TASK BRIEF
Rewrite the data below, swapping "tall tree trunk" for "standing tree trunk" wherever it appears and leaving everything else unchanged.

SUPPLIED ENTRIES
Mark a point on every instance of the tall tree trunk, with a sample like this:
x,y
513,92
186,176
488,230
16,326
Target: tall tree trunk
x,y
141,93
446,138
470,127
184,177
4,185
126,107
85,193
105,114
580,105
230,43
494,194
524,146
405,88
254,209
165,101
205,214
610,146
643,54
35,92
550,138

OUTPUT
Mark a point on every instance of the standing tree trunk, with a sample like this:
x,y
513,92
186,176
488,230
16,326
Target: standing tree trunk
x,y
141,93
446,138
470,127
184,177
4,185
126,107
85,193
105,114
580,105
230,43
494,194
524,146
405,88
254,209
165,101
205,214
610,146
643,54
35,92
550,138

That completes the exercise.